START DATA EXTRACT
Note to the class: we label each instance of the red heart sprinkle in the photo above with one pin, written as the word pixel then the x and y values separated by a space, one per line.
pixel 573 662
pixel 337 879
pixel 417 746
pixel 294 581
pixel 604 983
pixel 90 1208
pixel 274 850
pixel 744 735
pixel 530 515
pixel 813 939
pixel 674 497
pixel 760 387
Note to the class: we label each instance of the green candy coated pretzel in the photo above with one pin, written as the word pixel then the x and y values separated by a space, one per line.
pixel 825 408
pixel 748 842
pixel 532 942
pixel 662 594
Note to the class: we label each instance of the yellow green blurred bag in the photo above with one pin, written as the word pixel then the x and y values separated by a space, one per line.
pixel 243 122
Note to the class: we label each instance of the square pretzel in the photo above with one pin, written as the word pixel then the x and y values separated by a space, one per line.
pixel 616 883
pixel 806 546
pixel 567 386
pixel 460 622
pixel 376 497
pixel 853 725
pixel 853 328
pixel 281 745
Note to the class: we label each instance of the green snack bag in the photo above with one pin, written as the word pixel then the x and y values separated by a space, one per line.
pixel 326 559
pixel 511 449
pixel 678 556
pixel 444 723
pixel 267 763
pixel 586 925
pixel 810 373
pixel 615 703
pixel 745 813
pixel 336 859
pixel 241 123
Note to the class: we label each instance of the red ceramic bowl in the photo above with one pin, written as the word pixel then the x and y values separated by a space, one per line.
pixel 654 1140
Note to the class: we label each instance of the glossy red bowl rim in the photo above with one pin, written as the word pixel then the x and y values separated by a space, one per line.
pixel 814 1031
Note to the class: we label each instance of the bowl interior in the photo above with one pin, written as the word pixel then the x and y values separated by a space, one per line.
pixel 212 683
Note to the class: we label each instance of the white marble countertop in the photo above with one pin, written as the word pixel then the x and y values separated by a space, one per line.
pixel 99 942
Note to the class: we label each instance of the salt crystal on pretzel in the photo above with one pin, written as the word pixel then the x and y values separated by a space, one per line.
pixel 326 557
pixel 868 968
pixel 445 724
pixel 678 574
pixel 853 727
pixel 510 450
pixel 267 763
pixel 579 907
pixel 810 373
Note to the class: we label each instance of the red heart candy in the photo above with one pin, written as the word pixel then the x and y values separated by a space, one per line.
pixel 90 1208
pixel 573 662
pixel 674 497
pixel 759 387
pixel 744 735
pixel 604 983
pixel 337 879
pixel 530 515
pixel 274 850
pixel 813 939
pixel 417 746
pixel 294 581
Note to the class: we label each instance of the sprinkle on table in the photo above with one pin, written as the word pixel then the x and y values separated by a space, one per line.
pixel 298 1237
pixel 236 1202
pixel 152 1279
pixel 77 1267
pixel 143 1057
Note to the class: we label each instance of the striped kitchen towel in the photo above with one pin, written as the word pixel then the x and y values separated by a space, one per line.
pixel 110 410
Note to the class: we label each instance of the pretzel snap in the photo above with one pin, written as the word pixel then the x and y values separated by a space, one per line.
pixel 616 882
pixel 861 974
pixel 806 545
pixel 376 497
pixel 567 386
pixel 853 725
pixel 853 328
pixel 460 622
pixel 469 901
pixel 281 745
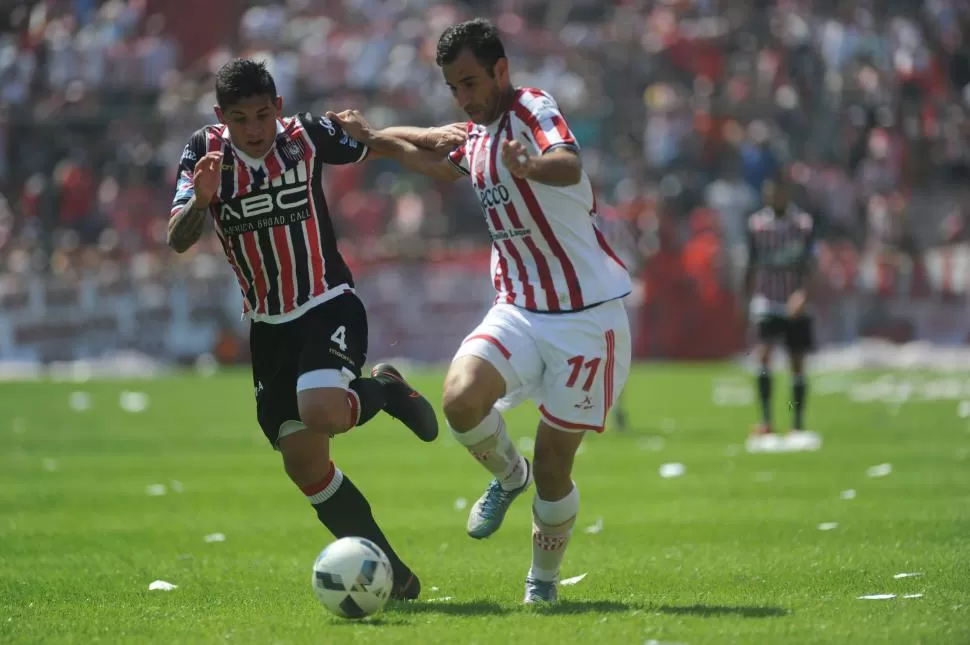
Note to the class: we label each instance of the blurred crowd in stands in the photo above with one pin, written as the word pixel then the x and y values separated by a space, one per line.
pixel 682 107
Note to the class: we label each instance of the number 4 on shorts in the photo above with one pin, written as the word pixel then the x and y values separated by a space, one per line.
pixel 339 338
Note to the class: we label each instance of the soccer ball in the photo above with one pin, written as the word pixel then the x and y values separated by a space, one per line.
pixel 352 577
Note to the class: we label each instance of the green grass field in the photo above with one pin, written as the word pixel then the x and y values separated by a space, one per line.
pixel 730 552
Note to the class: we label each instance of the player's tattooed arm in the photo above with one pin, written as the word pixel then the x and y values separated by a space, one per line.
pixel 185 227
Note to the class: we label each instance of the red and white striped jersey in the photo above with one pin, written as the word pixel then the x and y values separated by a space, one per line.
pixel 547 253
pixel 780 251
pixel 271 214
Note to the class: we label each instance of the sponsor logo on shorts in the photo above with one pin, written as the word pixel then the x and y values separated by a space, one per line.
pixel 341 356
pixel 585 404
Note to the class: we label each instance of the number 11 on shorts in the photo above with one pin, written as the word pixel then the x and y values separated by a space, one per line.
pixel 578 364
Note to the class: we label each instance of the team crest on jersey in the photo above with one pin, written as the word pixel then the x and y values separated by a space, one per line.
pixel 292 151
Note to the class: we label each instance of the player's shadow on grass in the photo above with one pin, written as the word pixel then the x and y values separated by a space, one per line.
pixel 587 607
pixel 450 607
pixel 713 611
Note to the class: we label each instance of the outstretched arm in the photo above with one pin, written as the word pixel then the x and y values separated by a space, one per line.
pixel 440 140
pixel 406 153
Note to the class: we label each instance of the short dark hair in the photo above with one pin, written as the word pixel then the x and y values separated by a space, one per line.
pixel 478 36
pixel 242 78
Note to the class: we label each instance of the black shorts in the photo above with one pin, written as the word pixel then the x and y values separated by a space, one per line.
pixel 797 334
pixel 331 336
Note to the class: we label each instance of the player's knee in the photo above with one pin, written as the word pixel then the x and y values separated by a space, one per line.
pixel 471 389
pixel 552 470
pixel 462 409
pixel 325 412
pixel 306 457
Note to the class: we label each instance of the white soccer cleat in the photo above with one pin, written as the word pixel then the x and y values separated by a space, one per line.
pixel 803 441
pixel 540 592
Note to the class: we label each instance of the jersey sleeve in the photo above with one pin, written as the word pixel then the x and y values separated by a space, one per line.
pixel 194 150
pixel 541 115
pixel 334 146
pixel 459 159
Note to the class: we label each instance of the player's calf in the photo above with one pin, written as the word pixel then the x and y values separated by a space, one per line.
pixel 554 510
pixel 404 403
pixel 339 505
pixel 472 387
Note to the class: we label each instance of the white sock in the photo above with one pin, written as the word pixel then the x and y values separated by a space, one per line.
pixel 552 524
pixel 490 444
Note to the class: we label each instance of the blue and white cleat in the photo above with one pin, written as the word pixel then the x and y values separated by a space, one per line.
pixel 540 591
pixel 488 512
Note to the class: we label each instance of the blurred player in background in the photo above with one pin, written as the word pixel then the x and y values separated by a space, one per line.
pixel 258 175
pixel 781 253
pixel 557 332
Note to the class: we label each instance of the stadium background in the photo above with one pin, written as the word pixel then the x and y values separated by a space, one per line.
pixel 682 108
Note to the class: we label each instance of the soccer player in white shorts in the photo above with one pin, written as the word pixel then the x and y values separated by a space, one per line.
pixel 558 332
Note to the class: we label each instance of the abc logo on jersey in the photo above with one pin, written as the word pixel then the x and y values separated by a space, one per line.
pixel 495 196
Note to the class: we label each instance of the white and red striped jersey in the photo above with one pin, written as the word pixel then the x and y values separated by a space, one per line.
pixel 780 251
pixel 547 253
pixel 271 214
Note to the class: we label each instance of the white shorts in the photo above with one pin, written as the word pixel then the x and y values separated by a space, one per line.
pixel 573 365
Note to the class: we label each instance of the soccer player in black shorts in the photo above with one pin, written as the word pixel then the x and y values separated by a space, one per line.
pixel 781 252
pixel 258 175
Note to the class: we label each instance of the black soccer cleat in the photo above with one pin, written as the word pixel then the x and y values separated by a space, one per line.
pixel 406 404
pixel 410 590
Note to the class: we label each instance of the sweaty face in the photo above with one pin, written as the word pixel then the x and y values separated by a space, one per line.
pixel 252 123
pixel 476 91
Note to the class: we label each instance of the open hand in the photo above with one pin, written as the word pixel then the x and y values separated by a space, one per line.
pixel 353 123
pixel 446 138
pixel 206 177
pixel 516 158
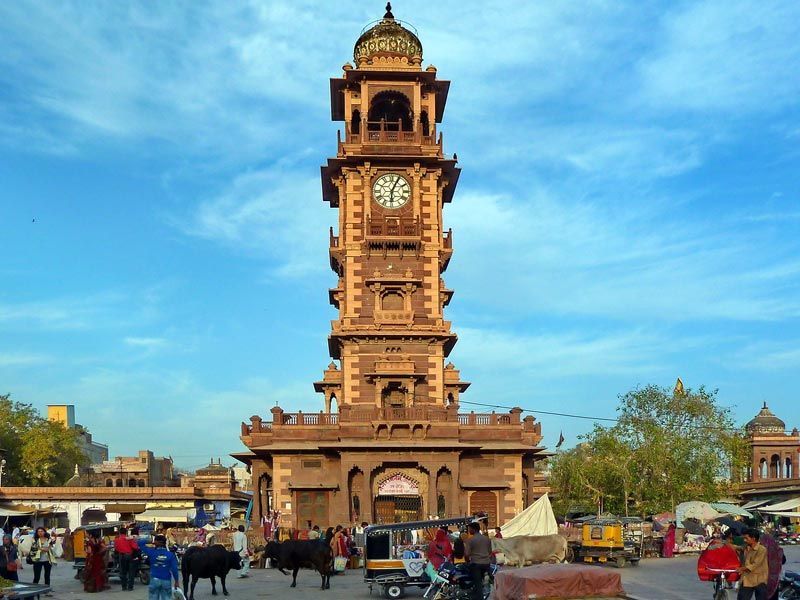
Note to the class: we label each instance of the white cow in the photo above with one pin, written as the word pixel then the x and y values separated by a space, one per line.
pixel 531 549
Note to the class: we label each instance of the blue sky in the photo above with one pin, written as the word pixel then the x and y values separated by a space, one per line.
pixel 628 211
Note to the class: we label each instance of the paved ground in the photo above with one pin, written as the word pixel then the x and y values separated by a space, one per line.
pixel 654 579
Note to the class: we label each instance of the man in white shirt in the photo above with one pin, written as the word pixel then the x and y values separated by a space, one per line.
pixel 240 546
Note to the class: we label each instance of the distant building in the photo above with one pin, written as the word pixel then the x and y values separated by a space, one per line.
pixel 143 470
pixel 65 414
pixel 243 478
pixel 774 457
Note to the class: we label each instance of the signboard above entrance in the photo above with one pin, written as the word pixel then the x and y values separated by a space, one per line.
pixel 398 485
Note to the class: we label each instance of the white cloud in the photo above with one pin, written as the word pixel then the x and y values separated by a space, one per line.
pixel 558 354
pixel 580 258
pixel 726 55
pixel 148 343
pixel 22 360
pixel 276 213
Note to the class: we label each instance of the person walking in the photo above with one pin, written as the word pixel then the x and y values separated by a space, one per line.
pixel 42 555
pixel 755 570
pixel 478 552
pixel 163 568
pixel 240 546
pixel 124 546
pixel 95 577
pixel 9 559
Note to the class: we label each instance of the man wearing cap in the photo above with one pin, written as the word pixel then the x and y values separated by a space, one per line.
pixel 163 568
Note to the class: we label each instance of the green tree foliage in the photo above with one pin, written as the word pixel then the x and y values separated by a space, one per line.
pixel 666 447
pixel 37 451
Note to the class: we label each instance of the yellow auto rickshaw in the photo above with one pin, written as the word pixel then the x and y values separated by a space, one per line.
pixel 602 540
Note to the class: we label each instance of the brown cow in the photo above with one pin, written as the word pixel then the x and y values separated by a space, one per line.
pixel 530 549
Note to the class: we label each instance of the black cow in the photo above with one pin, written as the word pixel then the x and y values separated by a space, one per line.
pixel 205 563
pixel 293 554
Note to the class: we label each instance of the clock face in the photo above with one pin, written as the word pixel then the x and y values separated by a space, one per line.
pixel 391 190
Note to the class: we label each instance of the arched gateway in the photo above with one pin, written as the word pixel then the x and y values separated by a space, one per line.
pixel 390 443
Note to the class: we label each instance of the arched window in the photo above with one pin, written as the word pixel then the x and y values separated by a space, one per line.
pixel 392 108
pixel 775 466
pixel 392 301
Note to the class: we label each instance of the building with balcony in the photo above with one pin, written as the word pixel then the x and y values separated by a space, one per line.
pixel 391 442
pixel 774 456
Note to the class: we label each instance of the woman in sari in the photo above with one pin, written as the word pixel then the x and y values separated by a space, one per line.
pixel 669 542
pixel 94 574
pixel 775 560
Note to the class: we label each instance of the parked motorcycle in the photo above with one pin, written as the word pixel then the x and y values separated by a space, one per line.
pixel 789 586
pixel 454 582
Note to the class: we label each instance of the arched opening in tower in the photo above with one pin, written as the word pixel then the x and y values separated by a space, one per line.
pixel 393 109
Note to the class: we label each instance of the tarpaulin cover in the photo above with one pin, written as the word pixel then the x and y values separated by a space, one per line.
pixel 702 511
pixel 781 506
pixel 537 519
pixel 556 581
pixel 717 559
pixel 754 503
pixel 731 509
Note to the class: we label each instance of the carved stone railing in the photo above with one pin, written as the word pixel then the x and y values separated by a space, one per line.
pixel 393 227
pixel 370 414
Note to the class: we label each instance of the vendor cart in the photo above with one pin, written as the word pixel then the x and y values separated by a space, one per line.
pixel 603 541
pixel 395 554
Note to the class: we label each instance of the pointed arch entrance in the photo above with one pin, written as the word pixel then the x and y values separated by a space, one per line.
pixel 484 501
pixel 398 496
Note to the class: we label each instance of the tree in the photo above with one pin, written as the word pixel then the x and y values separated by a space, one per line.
pixel 666 447
pixel 37 451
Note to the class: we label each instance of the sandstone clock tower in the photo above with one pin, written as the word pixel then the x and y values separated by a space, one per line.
pixel 390 182
pixel 391 444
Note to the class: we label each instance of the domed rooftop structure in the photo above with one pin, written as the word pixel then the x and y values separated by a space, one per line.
pixel 765 422
pixel 389 42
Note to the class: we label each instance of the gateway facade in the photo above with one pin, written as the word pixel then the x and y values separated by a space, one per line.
pixel 390 443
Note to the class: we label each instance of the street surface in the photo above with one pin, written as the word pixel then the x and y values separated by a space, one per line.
pixel 654 579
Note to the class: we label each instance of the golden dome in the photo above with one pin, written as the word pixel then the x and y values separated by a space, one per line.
pixel 388 39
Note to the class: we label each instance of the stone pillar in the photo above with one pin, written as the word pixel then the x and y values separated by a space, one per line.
pixel 432 496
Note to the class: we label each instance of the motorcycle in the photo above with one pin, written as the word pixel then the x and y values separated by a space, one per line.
pixel 454 582
pixel 789 586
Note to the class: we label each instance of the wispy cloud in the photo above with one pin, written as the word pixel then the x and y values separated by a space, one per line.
pixel 275 213
pixel 148 343
pixel 22 359
pixel 590 259
pixel 737 56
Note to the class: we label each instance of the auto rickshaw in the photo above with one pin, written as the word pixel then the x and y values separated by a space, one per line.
pixel 395 554
pixel 603 541
pixel 107 530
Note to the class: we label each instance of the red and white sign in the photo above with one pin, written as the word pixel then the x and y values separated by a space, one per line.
pixel 398 485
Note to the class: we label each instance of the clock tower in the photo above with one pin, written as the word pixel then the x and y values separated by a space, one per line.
pixel 390 182
pixel 390 443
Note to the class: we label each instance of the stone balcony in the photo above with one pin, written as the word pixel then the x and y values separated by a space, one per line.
pixel 368 415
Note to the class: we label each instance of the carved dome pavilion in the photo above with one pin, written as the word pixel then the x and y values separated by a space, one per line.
pixel 765 422
pixel 389 41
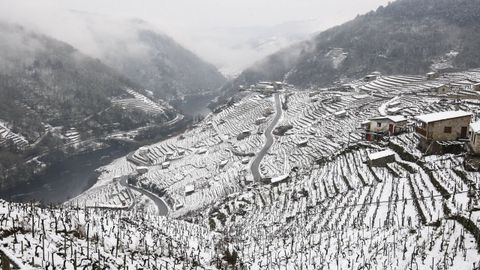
END DATA EXTRACT
### TASK ITEM
Only one thing is required here: an exact copy of the lines from the one bearing "the carved dome" through the final line above, both included, with pictures left out.

### EXERCISE SOLUTION
Note to the class: we label each instance of the carved dome pavilion in the photo above with one pin, written as the word pixel then the x and y values separated by a space, one per line.
pixel 765 422
pixel 389 41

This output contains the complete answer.